» **WHAT TO WORK ON**:
With no line left out, restate the data word for word.

########

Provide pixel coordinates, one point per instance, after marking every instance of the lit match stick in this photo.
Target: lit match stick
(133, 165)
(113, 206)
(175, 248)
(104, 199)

########

» **WRITTEN ANSWER**:
Provide pixel coordinates, one point per instance, after marking every instance of the lit match stick in this photo.
Target: lit match stick
(133, 165)
(113, 206)
(175, 248)
(104, 199)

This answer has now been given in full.